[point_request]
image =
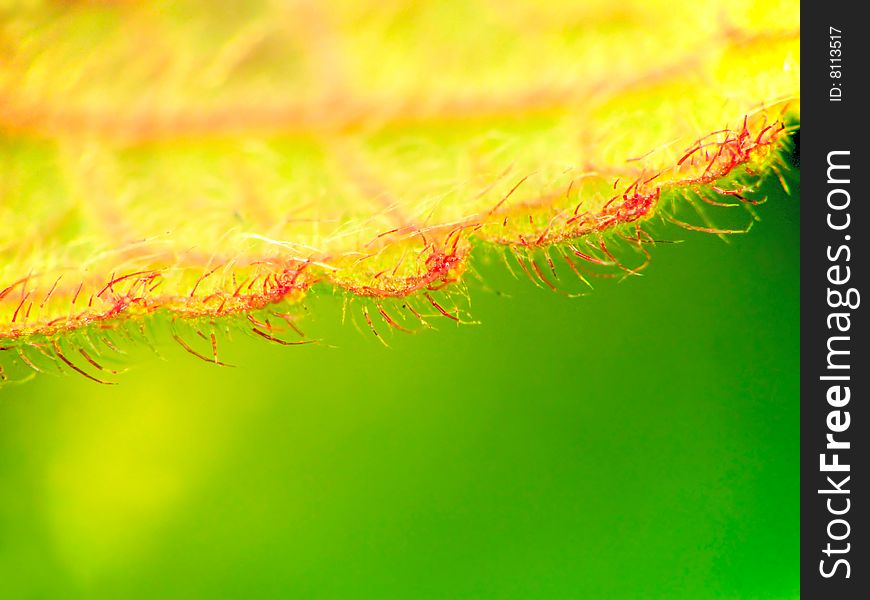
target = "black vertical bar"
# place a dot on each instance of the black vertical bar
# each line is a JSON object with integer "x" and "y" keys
{"x": 835, "y": 54}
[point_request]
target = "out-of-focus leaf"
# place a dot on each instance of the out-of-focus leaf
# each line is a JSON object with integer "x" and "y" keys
{"x": 212, "y": 158}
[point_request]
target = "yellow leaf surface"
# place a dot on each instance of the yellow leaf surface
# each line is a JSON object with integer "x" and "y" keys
{"x": 212, "y": 158}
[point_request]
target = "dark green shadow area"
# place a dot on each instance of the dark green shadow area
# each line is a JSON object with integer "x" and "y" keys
{"x": 641, "y": 442}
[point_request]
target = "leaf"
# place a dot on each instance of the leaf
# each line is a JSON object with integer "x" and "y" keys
{"x": 208, "y": 159}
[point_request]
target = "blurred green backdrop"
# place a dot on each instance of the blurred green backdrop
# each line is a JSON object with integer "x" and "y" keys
{"x": 641, "y": 442}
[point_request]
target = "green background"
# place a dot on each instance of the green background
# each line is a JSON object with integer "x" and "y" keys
{"x": 641, "y": 442}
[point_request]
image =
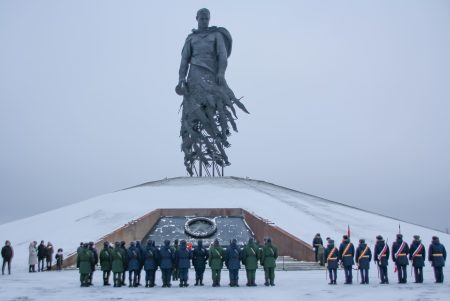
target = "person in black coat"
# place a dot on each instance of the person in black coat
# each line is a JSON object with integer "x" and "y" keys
{"x": 331, "y": 260}
{"x": 199, "y": 260}
{"x": 417, "y": 256}
{"x": 346, "y": 255}
{"x": 42, "y": 255}
{"x": 7, "y": 255}
{"x": 437, "y": 256}
{"x": 183, "y": 258}
{"x": 400, "y": 251}
{"x": 151, "y": 257}
{"x": 166, "y": 255}
{"x": 233, "y": 257}
{"x": 381, "y": 258}
{"x": 94, "y": 262}
{"x": 317, "y": 241}
{"x": 363, "y": 257}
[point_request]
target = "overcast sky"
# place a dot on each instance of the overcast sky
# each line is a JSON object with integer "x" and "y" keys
{"x": 349, "y": 100}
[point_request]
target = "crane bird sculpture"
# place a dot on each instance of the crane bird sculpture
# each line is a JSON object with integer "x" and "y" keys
{"x": 208, "y": 107}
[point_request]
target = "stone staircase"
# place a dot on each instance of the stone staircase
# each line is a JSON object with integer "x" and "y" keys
{"x": 287, "y": 263}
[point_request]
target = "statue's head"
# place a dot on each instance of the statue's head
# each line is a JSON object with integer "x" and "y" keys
{"x": 203, "y": 16}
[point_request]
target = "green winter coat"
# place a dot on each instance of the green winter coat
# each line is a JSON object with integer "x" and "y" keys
{"x": 251, "y": 255}
{"x": 117, "y": 260}
{"x": 269, "y": 255}
{"x": 85, "y": 261}
{"x": 106, "y": 259}
{"x": 216, "y": 257}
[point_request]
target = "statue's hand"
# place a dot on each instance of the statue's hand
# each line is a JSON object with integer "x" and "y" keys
{"x": 220, "y": 78}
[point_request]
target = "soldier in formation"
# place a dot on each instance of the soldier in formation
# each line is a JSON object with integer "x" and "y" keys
{"x": 417, "y": 256}
{"x": 215, "y": 262}
{"x": 363, "y": 257}
{"x": 233, "y": 257}
{"x": 346, "y": 255}
{"x": 400, "y": 252}
{"x": 250, "y": 256}
{"x": 437, "y": 256}
{"x": 151, "y": 258}
{"x": 199, "y": 259}
{"x": 332, "y": 259}
{"x": 381, "y": 258}
{"x": 85, "y": 261}
{"x": 183, "y": 257}
{"x": 269, "y": 256}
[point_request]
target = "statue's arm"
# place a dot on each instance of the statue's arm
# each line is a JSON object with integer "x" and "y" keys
{"x": 222, "y": 58}
{"x": 184, "y": 64}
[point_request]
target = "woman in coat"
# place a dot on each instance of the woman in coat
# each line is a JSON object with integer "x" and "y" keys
{"x": 32, "y": 258}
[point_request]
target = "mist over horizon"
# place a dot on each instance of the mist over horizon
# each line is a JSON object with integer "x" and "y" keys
{"x": 348, "y": 101}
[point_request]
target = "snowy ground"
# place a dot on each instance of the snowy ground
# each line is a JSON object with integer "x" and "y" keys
{"x": 300, "y": 214}
{"x": 310, "y": 285}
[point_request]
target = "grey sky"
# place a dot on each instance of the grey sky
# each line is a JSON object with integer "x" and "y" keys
{"x": 349, "y": 100}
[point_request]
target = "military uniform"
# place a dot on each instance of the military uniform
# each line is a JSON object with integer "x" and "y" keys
{"x": 437, "y": 255}
{"x": 175, "y": 271}
{"x": 166, "y": 256}
{"x": 400, "y": 251}
{"x": 199, "y": 258}
{"x": 381, "y": 258}
{"x": 117, "y": 266}
{"x": 233, "y": 256}
{"x": 183, "y": 258}
{"x": 134, "y": 264}
{"x": 250, "y": 256}
{"x": 363, "y": 257}
{"x": 269, "y": 256}
{"x": 85, "y": 260}
{"x": 317, "y": 242}
{"x": 346, "y": 254}
{"x": 106, "y": 262}
{"x": 417, "y": 256}
{"x": 331, "y": 259}
{"x": 151, "y": 257}
{"x": 215, "y": 262}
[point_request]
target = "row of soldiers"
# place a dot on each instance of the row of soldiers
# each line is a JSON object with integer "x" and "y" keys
{"x": 401, "y": 255}
{"x": 175, "y": 261}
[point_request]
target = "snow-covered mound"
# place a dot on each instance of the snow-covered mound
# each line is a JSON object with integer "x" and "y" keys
{"x": 300, "y": 214}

*-*-*

• What you need to do: Strip out the images, then output the records above word for word.

• Answer in full:
[point_request]
image =
target = "black vertical bar"
# place a dot on each instance of the black vertical bar
# each line is a JSON object with integer "x" and "y" keys
{"x": 835, "y": 54}
[point_request]
target = "out-of-focus leaf"
# place a dot on each instance of the out-of-focus leaf
# each line is a JSON object with integer "x" and "y" keys
{"x": 212, "y": 158}
[point_request]
target = "yellow leaf surface"
# place a dot on each instance of the yellow leaf surface
# each line is a JSON object with integer "x" and "y" keys
{"x": 212, "y": 158}
[point_request]
target = "dark green shadow area"
# place a dot on each instance of the dark green shadow area
# each line is a JSON object with integer "x" and "y" keys
{"x": 641, "y": 442}
[point_request]
target = "leaf"
# place a dot on each instance of the leaf
# each line is a JSON object with integer "x" and "y" keys
{"x": 208, "y": 159}
[point_request]
target = "blurred green backdrop"
# place a dot on each instance of the blurred green backdrop
# each line is a JSON object with integer "x" and "y" keys
{"x": 641, "y": 442}
[point_request]
target = "green background"
# place a dot on each instance of the green background
# each line is a JSON object with integer "x" and "y" keys
{"x": 641, "y": 442}
[point_request]
image =
target = "person in black coat"
# place a dot on each instance of the person in black coat
# each line is a JSON object with integer "x" and "y" keys
{"x": 331, "y": 260}
{"x": 199, "y": 260}
{"x": 417, "y": 256}
{"x": 346, "y": 255}
{"x": 42, "y": 255}
{"x": 7, "y": 255}
{"x": 437, "y": 256}
{"x": 183, "y": 258}
{"x": 400, "y": 251}
{"x": 151, "y": 257}
{"x": 166, "y": 255}
{"x": 233, "y": 257}
{"x": 381, "y": 258}
{"x": 94, "y": 262}
{"x": 317, "y": 241}
{"x": 363, "y": 257}
[point_request]
target = "overcast sky"
# place a dot on each instance of the overcast sky
# each line is a JSON object with integer "x" and "y" keys
{"x": 349, "y": 100}
[point_request]
target = "crane bird sculpture"
# place a dot on each instance of the crane bird sculpture
# each line is a JSON object with integer "x" and "y" keys
{"x": 208, "y": 107}
[point_request]
target = "stone staircase"
# place a dot on each instance of the stone staircase
# each line is a JSON object with integer "x" and "y" keys
{"x": 287, "y": 263}
[point_request]
target = "statue's head"
# place a dot on each instance of the statue's head
# each line is a JSON object with integer "x" and "y" keys
{"x": 203, "y": 16}
[point_request]
target = "green winter coat"
# place a dot on each instance of the green winter coat
# each line is a JSON object with integer "x" and "y" keys
{"x": 251, "y": 255}
{"x": 117, "y": 260}
{"x": 269, "y": 255}
{"x": 85, "y": 261}
{"x": 106, "y": 259}
{"x": 216, "y": 257}
[point_request]
target = "statue's hand"
# place a dot on each instance of the statue's hand
# each line is a JSON object with integer "x" and "y" keys
{"x": 220, "y": 78}
[point_request]
target = "soldier in formation"
# place a dot on each instance of the soldier in formation
# each line is a JSON object with integer "x" and "y" keys
{"x": 417, "y": 256}
{"x": 215, "y": 262}
{"x": 363, "y": 257}
{"x": 233, "y": 257}
{"x": 346, "y": 255}
{"x": 400, "y": 252}
{"x": 250, "y": 256}
{"x": 437, "y": 256}
{"x": 151, "y": 258}
{"x": 199, "y": 259}
{"x": 332, "y": 259}
{"x": 381, "y": 258}
{"x": 85, "y": 261}
{"x": 183, "y": 257}
{"x": 269, "y": 256}
[point_request]
target = "statue's arm"
# place a dot on each instance of the statue's arm
# each line is a JSON object with integer "x" and "y" keys
{"x": 222, "y": 58}
{"x": 184, "y": 64}
[point_request]
target = "woman in coat"
# place a dot on each instance of the woman in coat
# each line is a JSON object with integer "x" and "y" keys
{"x": 32, "y": 258}
[point_request]
target = "mist over horizon"
# place a dot on each instance of the mist over horizon
# each line is a JSON object with integer "x" and "y" keys
{"x": 348, "y": 101}
[point_request]
target = "snowy ground"
# place a dot on each instance of the snowy ground
# each line is a JSON object with integer "x" and "y" keys
{"x": 300, "y": 214}
{"x": 310, "y": 285}
[point_request]
target = "grey sky"
# place a dot on each instance of the grey sky
# each line is a JSON object with integer "x" and "y" keys
{"x": 349, "y": 100}
[point_request]
target = "military uniform"
# place a dot on each instance of the military uniform
# each line is a JSON object with integer "x" and "y" keys
{"x": 437, "y": 255}
{"x": 175, "y": 271}
{"x": 166, "y": 256}
{"x": 400, "y": 251}
{"x": 199, "y": 258}
{"x": 381, "y": 258}
{"x": 117, "y": 266}
{"x": 233, "y": 256}
{"x": 183, "y": 258}
{"x": 134, "y": 264}
{"x": 250, "y": 256}
{"x": 363, "y": 257}
{"x": 269, "y": 256}
{"x": 85, "y": 260}
{"x": 317, "y": 242}
{"x": 346, "y": 254}
{"x": 106, "y": 262}
{"x": 417, "y": 256}
{"x": 331, "y": 259}
{"x": 151, "y": 257}
{"x": 215, "y": 262}
[point_request]
target = "row of soldiers"
# place a dot on each instance of the row of soldiers
# each line is a JSON object with integer "x" and "y" keys
{"x": 401, "y": 255}
{"x": 175, "y": 261}
[point_request]
target = "snow-covered mound"
# place a dot on each instance of the snow-covered mound
# each line is a JSON object with integer "x" and "y" keys
{"x": 300, "y": 214}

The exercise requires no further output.